*** Opening of EXTRACTED DATA ***
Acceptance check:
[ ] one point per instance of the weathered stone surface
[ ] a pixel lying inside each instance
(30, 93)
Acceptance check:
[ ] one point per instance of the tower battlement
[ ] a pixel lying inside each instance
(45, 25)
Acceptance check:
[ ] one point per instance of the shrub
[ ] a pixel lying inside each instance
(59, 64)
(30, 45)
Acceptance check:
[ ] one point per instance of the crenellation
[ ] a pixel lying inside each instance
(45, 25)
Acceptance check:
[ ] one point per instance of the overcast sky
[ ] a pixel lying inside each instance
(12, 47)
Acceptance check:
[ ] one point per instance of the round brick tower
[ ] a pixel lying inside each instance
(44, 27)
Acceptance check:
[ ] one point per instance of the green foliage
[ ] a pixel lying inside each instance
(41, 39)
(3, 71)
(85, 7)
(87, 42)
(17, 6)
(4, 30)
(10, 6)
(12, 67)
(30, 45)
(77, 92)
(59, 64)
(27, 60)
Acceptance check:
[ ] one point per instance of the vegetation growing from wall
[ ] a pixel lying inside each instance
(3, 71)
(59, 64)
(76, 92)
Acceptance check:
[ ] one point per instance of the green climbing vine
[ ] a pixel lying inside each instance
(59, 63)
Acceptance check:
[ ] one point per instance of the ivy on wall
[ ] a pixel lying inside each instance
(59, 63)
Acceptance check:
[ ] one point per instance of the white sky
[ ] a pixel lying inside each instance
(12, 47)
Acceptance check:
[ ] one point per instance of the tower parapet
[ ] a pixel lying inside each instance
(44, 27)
*** Close of EXTRACTED DATA ***
Output each line exactly, from the first line of the data down to the line that contains "[ ] one point per instance of the shrub", both included.

Acceptance check:
[ ] one point per instance of the weathered stone surface
[ ] a pixel lying inside each instance
(30, 93)
Acceptance check:
[ ] one point per instance of the tower battlement
[ ] a pixel lying inside each instance
(45, 25)
Acceptance check:
[ ] one point per instance of the shrub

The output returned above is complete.